→ TO DO
The data is to be repeated exactly, with the images removed.

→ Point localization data
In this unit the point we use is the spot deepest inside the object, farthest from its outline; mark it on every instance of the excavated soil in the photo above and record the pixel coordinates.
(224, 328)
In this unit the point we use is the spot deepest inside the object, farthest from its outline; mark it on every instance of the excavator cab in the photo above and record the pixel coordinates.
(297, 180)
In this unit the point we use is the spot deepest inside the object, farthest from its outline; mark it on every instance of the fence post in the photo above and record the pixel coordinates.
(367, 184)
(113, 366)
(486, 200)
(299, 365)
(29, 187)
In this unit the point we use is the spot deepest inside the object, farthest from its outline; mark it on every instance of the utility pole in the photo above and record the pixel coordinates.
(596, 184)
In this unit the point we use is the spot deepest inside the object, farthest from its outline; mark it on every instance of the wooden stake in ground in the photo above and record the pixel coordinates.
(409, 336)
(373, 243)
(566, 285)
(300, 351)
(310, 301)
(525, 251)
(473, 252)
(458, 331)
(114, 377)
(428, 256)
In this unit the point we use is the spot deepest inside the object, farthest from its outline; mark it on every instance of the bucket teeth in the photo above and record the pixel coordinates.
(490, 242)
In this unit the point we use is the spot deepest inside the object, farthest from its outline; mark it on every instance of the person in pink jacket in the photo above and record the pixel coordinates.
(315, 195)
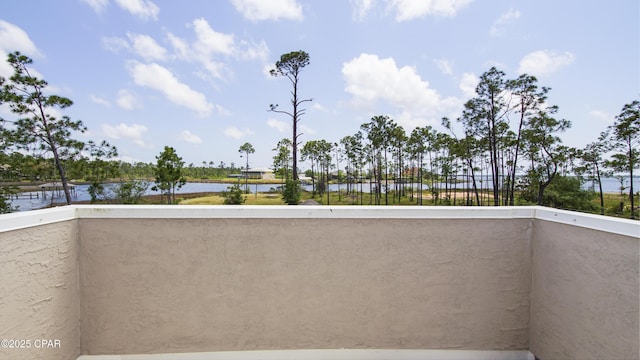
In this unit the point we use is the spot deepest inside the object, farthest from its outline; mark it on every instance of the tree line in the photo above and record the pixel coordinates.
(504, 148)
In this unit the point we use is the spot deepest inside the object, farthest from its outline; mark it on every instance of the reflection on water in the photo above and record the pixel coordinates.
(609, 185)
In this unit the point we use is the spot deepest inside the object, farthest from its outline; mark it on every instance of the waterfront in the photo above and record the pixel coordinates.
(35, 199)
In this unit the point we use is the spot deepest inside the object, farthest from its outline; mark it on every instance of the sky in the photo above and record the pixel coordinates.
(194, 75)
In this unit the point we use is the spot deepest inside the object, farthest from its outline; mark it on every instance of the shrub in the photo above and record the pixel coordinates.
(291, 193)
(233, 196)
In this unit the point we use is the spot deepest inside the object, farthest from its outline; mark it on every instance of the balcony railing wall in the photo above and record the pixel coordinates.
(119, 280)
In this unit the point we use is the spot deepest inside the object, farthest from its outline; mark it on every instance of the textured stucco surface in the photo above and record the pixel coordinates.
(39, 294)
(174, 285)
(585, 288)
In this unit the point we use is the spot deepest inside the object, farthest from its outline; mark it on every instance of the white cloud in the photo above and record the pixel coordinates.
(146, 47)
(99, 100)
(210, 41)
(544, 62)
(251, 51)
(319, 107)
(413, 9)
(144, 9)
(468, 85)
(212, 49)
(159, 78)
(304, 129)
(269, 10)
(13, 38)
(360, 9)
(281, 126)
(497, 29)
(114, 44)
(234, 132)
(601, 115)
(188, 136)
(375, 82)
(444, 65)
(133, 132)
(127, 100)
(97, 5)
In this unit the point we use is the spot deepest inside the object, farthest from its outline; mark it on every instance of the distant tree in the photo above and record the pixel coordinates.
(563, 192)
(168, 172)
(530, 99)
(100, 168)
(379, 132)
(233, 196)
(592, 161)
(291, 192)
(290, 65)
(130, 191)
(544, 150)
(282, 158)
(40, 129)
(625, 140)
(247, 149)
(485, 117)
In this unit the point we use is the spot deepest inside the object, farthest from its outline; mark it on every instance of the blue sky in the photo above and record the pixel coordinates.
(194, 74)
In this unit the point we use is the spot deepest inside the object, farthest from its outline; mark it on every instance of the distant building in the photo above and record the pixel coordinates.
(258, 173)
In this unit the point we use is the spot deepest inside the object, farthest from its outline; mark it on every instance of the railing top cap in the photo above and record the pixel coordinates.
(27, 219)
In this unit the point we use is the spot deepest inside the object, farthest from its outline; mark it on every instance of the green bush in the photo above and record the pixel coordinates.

→ RESPONSE AREA
In this unit the point we use is the spot deepest inside the object, farthest from its outline; mark it on every instance of the excavated soil in the photo above and record the pixel coordinates.
(224, 328)
In this unit the point we use is the spot deepest inside the object, farthest from its outline; mark it on every instance of the excavator cab in the photo above and record the pixel coordinates.
(297, 180)
In this unit the point we use is the spot deepest inside the object, farthest from its outline; mark it on every instance of the fence post in the photo above and record the pixel coordinates.
(367, 184)
(113, 366)
(486, 200)
(299, 365)
(29, 187)
In this unit the point we use is the spot deepest inside the object, farthest from its outline; mark it on every instance of the utility pole in the photo above and record the pixel coordinates.
(596, 184)
In this unit the point we use is the spot deepest inside the object, farthest from its outline; mark it on every instance of the wooden stake in ground in the photo above and record the pixel coordinates.
(409, 336)
(373, 243)
(566, 285)
(300, 351)
(310, 301)
(525, 251)
(473, 252)
(458, 331)
(114, 377)
(428, 256)
In this unit the point we use is the spot deepest inside the object, farthest from its outline; mark it on every instance of the bucket teeth in the photo above and record the pixel coordinates.
(490, 242)
In this unit the point we use is the spot deepest inside the object, farthest from its outline; mark it on every instance of the person in pink jacket in the photo above and record the pixel coordinates.
(315, 195)
In this unit the point we use is the spot deepest inside the object, farthest from its outline; mark it on every instance of the tree line in the photo above and record the pixel coordinates.
(504, 148)
In this unit the point we use is the spot deepest inside the object, farthest from its outline; mark it on every instance of the reflection on water in the photo above and record the pixel coordinates.
(609, 185)
In this unit the point we use is the spot deepest inside the object, farthest from its outline; mark it on every instance of the waterfront in the photo above and record the pixel coordinates.
(35, 199)
In this unit the point we use is the spot deepest inside the object, farthest from its outline; mark it on every instance of the sky in the photo above and record the pixel coordinates.
(194, 75)
In this unit the point we use is the spot deepest inside the object, farthest from its outline; mark it on every instance of the shrub in the photo above and record the pixel coordinates.
(291, 193)
(233, 196)
In this unit the point we use is the spot deepest inside the object, farthest from its outline; mark it on every instance of the balcony railing wall in the photo above and record the pixel coordinates.
(119, 280)
In this unit the point we use is the spot deepest inside the object, farthest from its outline; mark it on every instance of the textured stucco surface in the photo above and record the pixel coordinates.
(39, 294)
(174, 285)
(585, 288)
In this unit the point we use is the spot deepest inside the object, farthest from its outline; mark it on every instance of the white cloud in the photo above and record the pixel coordinates.
(146, 47)
(99, 100)
(210, 41)
(544, 62)
(251, 51)
(319, 107)
(413, 9)
(144, 9)
(468, 85)
(212, 49)
(159, 78)
(304, 129)
(269, 10)
(13, 38)
(360, 9)
(281, 126)
(497, 29)
(114, 44)
(234, 132)
(601, 115)
(188, 136)
(375, 82)
(444, 65)
(133, 132)
(127, 100)
(97, 5)
In this unit the point we use is the spot deepest inside the object, farthest from its outline; mark it on every instance of the distant tree in the photo above and record the pixel coordinates.
(563, 192)
(168, 172)
(530, 99)
(100, 168)
(379, 132)
(233, 196)
(592, 161)
(291, 192)
(290, 65)
(130, 191)
(544, 150)
(282, 158)
(40, 129)
(625, 140)
(247, 149)
(485, 117)
In this unit the point we use is the spot deepest inside the object, farthest from its outline; mark it on every instance of the blue sky in the photo above and record the pixel coordinates.
(194, 74)
In this unit the point we use is the spot deepest inside the object, farthest from its outline; mark it on every instance of the distant building in the photo above and record the pixel coordinates.
(258, 173)
In this unit the point we use is the spot deepest inside the object, farthest from its outline; mark it on every instance of the railing top cap in the photo above and record the pixel coordinates.
(27, 219)
In this unit the point we use is the spot deepest inside the object, farthest from its outline; mark it on every instance of the green bush in the photo above and record the pixel coordinates.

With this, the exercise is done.